───── Provided passage
1. There are a number of plots that can be generated to help determine the most appropriate model.

2. A number of additional intervals and tests that are not included in the standard Dataplot outputs can be generated from information that is provided by the fit.

3. There are a number of regression diagnostics that go beyond standard residual analysis.

4. When there are multiple independent variables being considered, it may be useful to assess multi-collinearity.

The above are demonstrated in the Program example below. Note that this program example is meant to show the mechanics of the various plots and commands and is not intended to be treated as a case study.

One purpose of many regression diagnostics is to identify observations with either high leverage or high influence. High leverage points are those that are outliers with respect to the independent variables. Influential points are those that cause large changes in the parameter estimates when they are deleted. Although an influential point will typically have high leverage, a high leverage point is not necessarily an influential point. The leverage is typically defined as the diagonal of the hat matrix (hat matrix = H = X(X'X)**(-1)X'). Dataplot currently writes a number of measures of influence and leverage to the file dpst3f.dat (e.g., the diagonal of the hat matrix, Cook's distance, DFFITS).

Pre-Fit Plots
When there are multiple independent variables, it is common to plot the dependent variable against each of the independent variable. However, these basic plots do not account for the effect of the other independent variables in the model into account. Several plots have been proposed to address this. Specifically,

1. Partial Residual Plot

Partial residual plots are formed as:

$$\mbox{Res} + \hat{\beta}_{i} X_{i}$$ versus $$X_{i}$$

where

Res = residuals from the full model
$$\hat{\beta}_{i}$$ = regression coefficient from the i-th independent variable in the full model
Xi = the i-th independent variable

Partial residual plots are widely discussed in the regression diagnostics literature (e.g., see the References section below). Although they can often be useful, be aware that they can also fail to indicate the proper relationship. In particular, if Xi is highly correlated with any of the other independent variables, the variance indicated by the partial residual plot can be much less than the actual variance.

2. Component and Component-Plus-Residual (CCPR) Plot

The CCPR plot is a refinement of the partial residual plot. It generates a partial residual plot but also adds

$$\hat{\beta}_{i} X_{i}$$ versus Xi

This is the "component" part of the plot and is intended to show where the "fitted line" would lie.

3. Partial Regression Plot

Partial regression plots are also referred to as added variable plots, adjusted variable plots and individual coefficient plots.

Partial regression plots attempt to show the effect of adding an additional variable to the model (given that one or more independent variables are already in the model). Partial regression plots are formed by:

1. Compute the residuals of regressing the response variable against the independent variables but omitting Xi

2. Compute the residuals from regressing Xi against the remaining independent variables.

3. Plot the residuals from (1) against the residuals from (2).

Velleman and Welsch (see References below) express this mathematically as:

Y.[i] versus Xi.[i]

where

Y.[i] = residuals from regressing Y (the response variable) against all the independent variables except Xi
Xi.[i] = residuals from regressing Xi against the remaining indpependent variables.

Velleman and Welsch list the following useful properties for this plot:

1. The least squares linear fit to this plot has the slope i and intercept zero.

2. The residuals from the least squares linear fit to this plot are identical to the residuals from the least squares fit of the original model (Y against all the independent variables including Xi).

3. The influences of individual data values on the estimation of a coefficient are easy to see in this plot.

4. It is easy to see many kinds of failures of the model or violations of the underlying assumptions (nonlinearity, heteroscedasticity, unusual patterns).
──────────
───── Information given
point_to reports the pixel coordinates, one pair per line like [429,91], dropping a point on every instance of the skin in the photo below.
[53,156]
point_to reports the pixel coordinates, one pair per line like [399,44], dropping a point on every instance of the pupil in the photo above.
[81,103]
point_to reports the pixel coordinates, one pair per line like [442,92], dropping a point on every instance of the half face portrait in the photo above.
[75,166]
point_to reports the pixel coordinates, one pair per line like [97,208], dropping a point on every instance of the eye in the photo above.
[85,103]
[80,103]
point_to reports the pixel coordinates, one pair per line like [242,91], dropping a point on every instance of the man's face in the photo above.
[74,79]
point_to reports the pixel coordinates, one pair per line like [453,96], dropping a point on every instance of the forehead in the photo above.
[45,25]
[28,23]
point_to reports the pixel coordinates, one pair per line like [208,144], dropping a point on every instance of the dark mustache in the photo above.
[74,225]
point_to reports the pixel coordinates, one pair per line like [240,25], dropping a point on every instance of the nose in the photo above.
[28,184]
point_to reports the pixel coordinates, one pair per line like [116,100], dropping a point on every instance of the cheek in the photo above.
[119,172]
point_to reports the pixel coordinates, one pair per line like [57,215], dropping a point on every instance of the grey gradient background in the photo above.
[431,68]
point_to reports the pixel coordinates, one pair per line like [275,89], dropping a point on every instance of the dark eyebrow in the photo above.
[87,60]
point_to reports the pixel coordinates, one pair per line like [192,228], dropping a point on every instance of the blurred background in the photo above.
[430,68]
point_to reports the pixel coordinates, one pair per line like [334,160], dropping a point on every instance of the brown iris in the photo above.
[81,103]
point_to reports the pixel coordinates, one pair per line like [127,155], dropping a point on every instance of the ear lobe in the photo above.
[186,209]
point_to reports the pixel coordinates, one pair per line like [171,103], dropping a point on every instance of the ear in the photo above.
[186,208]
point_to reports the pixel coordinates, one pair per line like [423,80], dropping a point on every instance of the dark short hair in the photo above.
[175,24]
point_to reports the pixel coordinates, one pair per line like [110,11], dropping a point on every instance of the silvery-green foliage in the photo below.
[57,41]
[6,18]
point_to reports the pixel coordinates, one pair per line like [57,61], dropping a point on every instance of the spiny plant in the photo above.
──────────
Task list:
**a)** Answer these questions from the regression diagnostics text above:
(i) To which file does Dataplot currently write measures of influence and leverage?
(ii) Which plot is the CCPR plot described as a refinement of?
(iii) Besides added variable plots, what other two names are given for partial regression plots?
**b)** For each statement, say whether it agrees with the regression diagnostics text, and quote the words that decide it:
(i) A high leverage point is always an influential point.
(ii) The program example is intended to be treated as a case study.
(iii) If Xi is highly correlated with another independent variable, a partial residual plot can show much less variance than there actually is.

Answers to each task:
**a)**
(i) dpst3f.dat
(ii) The partial residual plot
(iii) Adjusted variable plots and individual coefficient plots

**b)**
(i) No: "a high leverage point is not necessarily an influential point."
(ii) No: "is not intended to be treated as a case study."
(iii) Yes: "if Xi is highly correlated with any of the other independent variables, the variance indicated by the partial residual plot can be much less than the actual variance."